:: ENTRADAS DO CONJUNTO
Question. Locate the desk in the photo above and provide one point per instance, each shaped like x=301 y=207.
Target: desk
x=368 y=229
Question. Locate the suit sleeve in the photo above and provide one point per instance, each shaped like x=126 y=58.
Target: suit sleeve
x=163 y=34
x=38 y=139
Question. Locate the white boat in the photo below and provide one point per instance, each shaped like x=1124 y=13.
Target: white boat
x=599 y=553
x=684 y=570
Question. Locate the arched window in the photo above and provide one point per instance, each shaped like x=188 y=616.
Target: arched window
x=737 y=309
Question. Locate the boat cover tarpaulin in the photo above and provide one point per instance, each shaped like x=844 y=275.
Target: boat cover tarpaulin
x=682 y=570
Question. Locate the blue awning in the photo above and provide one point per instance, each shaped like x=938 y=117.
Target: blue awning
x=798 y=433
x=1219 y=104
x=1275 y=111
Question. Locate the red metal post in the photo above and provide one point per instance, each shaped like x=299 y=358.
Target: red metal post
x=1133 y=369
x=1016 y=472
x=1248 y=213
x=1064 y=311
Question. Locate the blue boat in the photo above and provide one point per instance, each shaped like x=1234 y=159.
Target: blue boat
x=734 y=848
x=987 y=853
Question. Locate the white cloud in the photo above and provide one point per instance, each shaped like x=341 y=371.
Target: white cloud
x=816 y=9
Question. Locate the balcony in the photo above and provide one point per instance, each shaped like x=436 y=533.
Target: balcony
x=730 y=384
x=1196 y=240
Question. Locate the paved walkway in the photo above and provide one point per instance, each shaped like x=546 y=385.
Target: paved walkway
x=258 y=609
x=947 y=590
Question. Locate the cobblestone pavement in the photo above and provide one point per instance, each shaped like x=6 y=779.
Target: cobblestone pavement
::::
**OBJETIVO DO EXERCÍCIO**
Converta todas as linhas das entradas acima em uma lista numerada, omitindo as linhas em branco.

**RESULTADO DO EXERCÍCIO**
1. Question. Locate the desk in the photo above and provide one point per instance, each shaped like x=301 y=207.
2. Target: desk
3. x=368 y=229
4. Question. Locate the suit sleeve in the photo above and provide one point per instance, each shaped like x=126 y=58.
5. Target: suit sleeve
6. x=163 y=34
7. x=38 y=139
8. Question. Locate the white boat in the photo below and provide one point per instance, each shaped like x=1124 y=13.
9. Target: white boat
10. x=599 y=553
11. x=684 y=570
12. Question. Locate the arched window in the photo above and provide one point per instance, each shaped like x=188 y=616.
13. Target: arched window
14. x=737 y=309
15. Question. Locate the boat cover tarpaulin in the photo above and provide one point per instance, each shaped like x=844 y=275.
16. Target: boat cover tarpaulin
17. x=682 y=570
18. Question. Locate the blue awning in the photo above and provide one point per instance, each shaped like x=938 y=117.
19. Target: blue awning
20. x=798 y=433
21. x=1219 y=104
22. x=1275 y=111
23. Question. Locate the red metal post in the photo above and provide one point per instance, each shaped like x=299 y=358.
24. Target: red metal post
25. x=1133 y=369
26. x=1016 y=472
27. x=1248 y=213
28. x=1064 y=311
29. Question. Locate the blue boat in the photo above and provide one point per instance, each shaped like x=1234 y=159.
30. Target: blue boat
31. x=734 y=848
32. x=987 y=853
33. Question. Locate the white cloud in the photo above and provide one point per instance, each shaped like x=341 y=371.
34. Target: white cloud
35. x=816 y=9
36. Question. Locate the balcony in the photo above and provide one point per instance, each shaped like x=436 y=533.
37. Target: balcony
38. x=730 y=384
39. x=1196 y=240
40. Question. Locate the paved walkway in the photo above and provide one point per instance, each shaped like x=546 y=385.
41. Target: paved walkway
42. x=258 y=609
43. x=947 y=590
44. Question. Locate the cobblestone pavement in the photo above and provide one point per instance, each shaped like x=6 y=779.
45. Target: cobblestone pavement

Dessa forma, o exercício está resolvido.